Job: Can you present every line of the items below as a numbered list, leaving out any blank lines?

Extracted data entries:
+++++
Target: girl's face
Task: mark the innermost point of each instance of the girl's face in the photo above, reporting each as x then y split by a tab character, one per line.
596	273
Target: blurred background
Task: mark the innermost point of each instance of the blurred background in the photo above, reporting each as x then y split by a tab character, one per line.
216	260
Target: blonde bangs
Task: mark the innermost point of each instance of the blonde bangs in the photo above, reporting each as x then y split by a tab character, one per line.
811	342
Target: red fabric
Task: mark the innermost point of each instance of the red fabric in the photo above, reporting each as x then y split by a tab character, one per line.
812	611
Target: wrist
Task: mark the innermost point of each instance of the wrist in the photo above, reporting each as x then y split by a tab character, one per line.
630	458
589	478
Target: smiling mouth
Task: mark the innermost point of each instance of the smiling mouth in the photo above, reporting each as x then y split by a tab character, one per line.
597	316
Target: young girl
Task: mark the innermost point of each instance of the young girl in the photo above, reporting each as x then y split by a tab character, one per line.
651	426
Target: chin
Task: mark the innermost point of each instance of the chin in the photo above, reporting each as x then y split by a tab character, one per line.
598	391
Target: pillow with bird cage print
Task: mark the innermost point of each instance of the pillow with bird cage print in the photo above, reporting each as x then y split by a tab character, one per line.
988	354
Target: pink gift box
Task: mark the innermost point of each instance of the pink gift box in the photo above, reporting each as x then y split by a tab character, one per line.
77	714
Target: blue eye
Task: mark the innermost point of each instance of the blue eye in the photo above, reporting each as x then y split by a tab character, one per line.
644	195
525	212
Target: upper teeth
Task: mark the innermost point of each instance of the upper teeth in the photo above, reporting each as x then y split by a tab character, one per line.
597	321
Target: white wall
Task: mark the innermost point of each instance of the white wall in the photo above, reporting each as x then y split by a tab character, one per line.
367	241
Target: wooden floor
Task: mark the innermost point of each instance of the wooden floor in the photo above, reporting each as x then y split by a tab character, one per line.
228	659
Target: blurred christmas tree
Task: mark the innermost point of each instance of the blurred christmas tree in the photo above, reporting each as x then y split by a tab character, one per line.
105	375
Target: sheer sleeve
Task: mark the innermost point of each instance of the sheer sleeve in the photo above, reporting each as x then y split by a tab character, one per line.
+++++
Task answer:
1. Target: girl's face
2. Task: mark the innermost point of each instance of the girl's face in the photo above, reporting each as x then y split by a tab character, one per line.
3. 596	273
4. Target: blurred background
5. Task: mark the innermost point of each instance of the blurred background in the photo above, reporting each as x then y split by a tab character, one per line.
6. 216	260
7. Target: blonde bangs
8. Task: mark the innermost point of each instance of the blonde bangs in the photo above, reporting each as x then y split by a tab character, one per line.
9. 811	342
10. Target: red fabric
11. Task: mark the innermost point of each instance of the red fabric in the photo above, reporting each as x then y split by a tab character, one per line.
12. 812	611
13. Target: wrist
14. Task: mark the innermost point of each instance of the wrist in the photo above, reporting each as x then y split by a tab character, one per line.
15. 630	458
16. 589	478
17. Target: smiling mouth
18. Task: mark the innermost point of each instance of the smiling mouth in the photo above, reporting each as x then y split by a tab character, one per line.
19. 597	316
20. Target: young girl
21. Task: mark the innermost point of each instance of the young girl in the photo above, reporting each as x then y split by a tab character, one per line.
22. 651	426
23. Target: chin
24. Task: mark the innermost point of each instance of the chin in the photo above, reporting each as x then y split by a tab character, one per line.
25. 598	391
26. Target: pillow with bird cage print
27. Task: mark the innermost point of each instance of the pillow with bird cage print in the photo above, reporting each as x then y split by a tab character, one per line.
28. 988	354
29. Target: pink gift box
30. Task: mark the innermost point of each instance of the pink gift box in the photo above, reporting each as x then y split by a tab character, one per line.
31. 77	714
32. Target: blue eye
33. Task: mark the innermost point of each instance of the blue eye in the photo above, reporting each as x then y split by a tab character, one per line.
34. 644	195
35. 525	212
36. Target: upper teeth
37. Task: mark the innermost point of each instance of the upper teeth in the photo above, reporting each as x then y split by a tab character, one per line.
38. 597	321
39. Target: white wall
40. Task: mark the innermost point of each instance of the white wall in the photo above, reporting each as x then y split by a tab character, one per line.
41. 367	241
42. Target: wooden floor
43. Task: mark the innermost point of each instance of the wooden floor in the photo above, reporting each as x then y split by a tab character, one per line.
44. 228	659
45. Target: blurred christmas tree
46. Task: mark the innermost point of each instance of the blurred christmas tree in the photo above, reporting each as x then y split by a tab character, one per line.
47. 105	375
48. Target: sheer sleeve
49. Task: mark the innermost point of each instance of the sheer sleeve in the photo above, reporting each as x then y split by a tab character, one per line.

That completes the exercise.